> Document extract
Following a bankruptcy eligibility trial, on December 3, U.S. Bankruptcy Judge Steven Rhodes decided that the bankruptcy filing could proceed, and that cuts to existing pension programs would be allowed. The judge also raised the specter of raising one-time funds through asset sales, though such sales would not singlehandedly help the city regain its financial footing. The city is required to develop a plan for restructuring and paying its debts in a timely manner. Undeterred, the parties opposed to bankruptcy have filed appeals, which will be heard while the Chapter 9 process begins unless a higher court orders a stay to the proceedings.

Based on how the Detroit Chapter 9 filing proceeds, it is certainly within the realm of possibility that other distressed Michigan municipalities will be forced to go the bankruptcy route. In considering how the bankruptcy will impact the Detroit tax system, it will be interesting to see how Detroit deals with taxpayers that file refund claims while the city is in bankruptcy, and whether the city becomes more aggressive in its efforts to audit taxpayers and collect from noncompliant businesses. Of course, it is possible that city tax rate increases may be a part of the long-term solution to exit bankruptcy.

7. Marketplace Fairness Act takes center stage on the Senate floor

The Marketplace Fairness Act of 2013 (MFA) is the latest in a long line of Congressional attempts to allow states to require remote (out-of-state) sellers to collect and remit sales and use tax on sales to in-state residents, even if the retailer has no physical presence in the state.55 In its previous iterations, the MFA had not garnered significant attention in Congress. That changed in 2013 as the U.S. Senate found itself with an unexpected gap in its agenda and fast-tracked the MFA, spending a full afternoon debating the merits of the bill. Regardless of how one felt about the issue being debated, it was a watershed moment for many SALT practitioners that took a fair amount of pride in watching senators argue whether the Quill56 physical presence standard should be repealed.

> The records
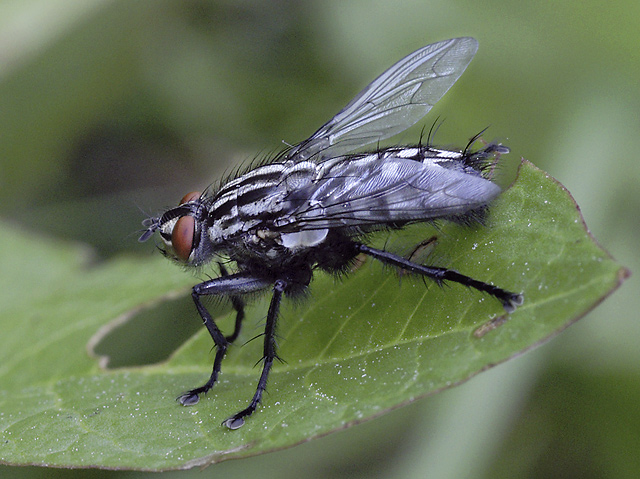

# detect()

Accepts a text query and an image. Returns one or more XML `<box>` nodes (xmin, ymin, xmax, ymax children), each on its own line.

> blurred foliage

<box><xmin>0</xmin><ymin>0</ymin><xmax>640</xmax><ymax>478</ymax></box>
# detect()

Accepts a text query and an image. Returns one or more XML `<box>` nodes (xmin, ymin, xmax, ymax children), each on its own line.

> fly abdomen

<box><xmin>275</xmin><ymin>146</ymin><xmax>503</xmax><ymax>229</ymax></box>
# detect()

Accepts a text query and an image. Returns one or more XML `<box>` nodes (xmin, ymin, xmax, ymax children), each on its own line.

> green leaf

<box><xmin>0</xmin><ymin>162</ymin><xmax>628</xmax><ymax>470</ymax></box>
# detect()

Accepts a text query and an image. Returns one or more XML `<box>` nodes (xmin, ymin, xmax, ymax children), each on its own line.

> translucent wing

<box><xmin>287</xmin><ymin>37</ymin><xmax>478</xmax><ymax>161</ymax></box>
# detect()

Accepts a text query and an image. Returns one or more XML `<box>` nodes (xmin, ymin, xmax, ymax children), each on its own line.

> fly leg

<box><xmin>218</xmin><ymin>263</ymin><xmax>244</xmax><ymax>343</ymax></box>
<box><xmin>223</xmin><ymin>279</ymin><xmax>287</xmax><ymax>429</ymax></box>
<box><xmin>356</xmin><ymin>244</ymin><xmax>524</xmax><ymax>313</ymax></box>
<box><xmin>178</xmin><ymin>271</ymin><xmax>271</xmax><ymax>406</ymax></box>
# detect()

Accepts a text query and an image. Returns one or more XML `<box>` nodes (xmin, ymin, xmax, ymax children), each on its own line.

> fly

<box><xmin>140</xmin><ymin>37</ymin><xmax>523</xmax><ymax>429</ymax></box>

> Stated exercise 1
In the tax article, condense the paragraph beginning "Following a bankruptcy eligibility trial" into a bulleted list that keeps its main facts.
> Stated exercise 2
Reproduce all six detection records above word for word, from the first through the last, and leave out the picture.

> Expected output 1
- After a bankruptcy eligibility trial, U.S. Bankruptcy Judge Steven Rhodes ruled on December 3 that the bankruptcy filing could proceed.
- The ruling allowed cuts to existing pension programs.
- The judge raised the possibility of one-time funds from asset sales, though such sales alone would not restore the city's financial footing.
- The city must develop a plan to restructure its debts and pay them in a timely manner.
- Opponents of the bankruptcy have filed appeals. These will be heard as the Chapter 9 process begins unless a higher court orders a stay.

> Expected output 2
# detect()

Accepts a text query and an image. Returns one or more XML `<box>` nodes (xmin, ymin, xmax, ymax children), each on its own line.

> blurred foliage

<box><xmin>0</xmin><ymin>0</ymin><xmax>640</xmax><ymax>478</ymax></box>
# detect()

Accepts a text query and an image. Returns one or more XML `<box>` nodes (xmin, ymin, xmax, ymax children), each on its own line.

> fly abdomen

<box><xmin>275</xmin><ymin>146</ymin><xmax>503</xmax><ymax>229</ymax></box>
# detect()

Accepts a text query and an image. Returns one or more XML `<box>` nodes (xmin, ymin, xmax, ymax children), each on its own line.

> green leaf

<box><xmin>0</xmin><ymin>162</ymin><xmax>628</xmax><ymax>470</ymax></box>
# detect()

Accepts a text query and an image. Returns one or more XML `<box>` nodes (xmin, ymin, xmax, ymax children), each on its own line.

> translucent wing

<box><xmin>287</xmin><ymin>37</ymin><xmax>478</xmax><ymax>161</ymax></box>
# detect()

Accepts a text query and an image. Returns one or more XML `<box>` nodes (xmin, ymin, xmax, ymax children), each on its own line.

> fly leg

<box><xmin>218</xmin><ymin>263</ymin><xmax>244</xmax><ymax>343</ymax></box>
<box><xmin>223</xmin><ymin>279</ymin><xmax>287</xmax><ymax>429</ymax></box>
<box><xmin>356</xmin><ymin>244</ymin><xmax>524</xmax><ymax>313</ymax></box>
<box><xmin>178</xmin><ymin>271</ymin><xmax>271</xmax><ymax>406</ymax></box>
# detect()

Accepts a text query and an image. Returns one or more XML `<box>` nodes (xmin, ymin, xmax, ymax children), each on its own line.

> fly

<box><xmin>140</xmin><ymin>37</ymin><xmax>523</xmax><ymax>429</ymax></box>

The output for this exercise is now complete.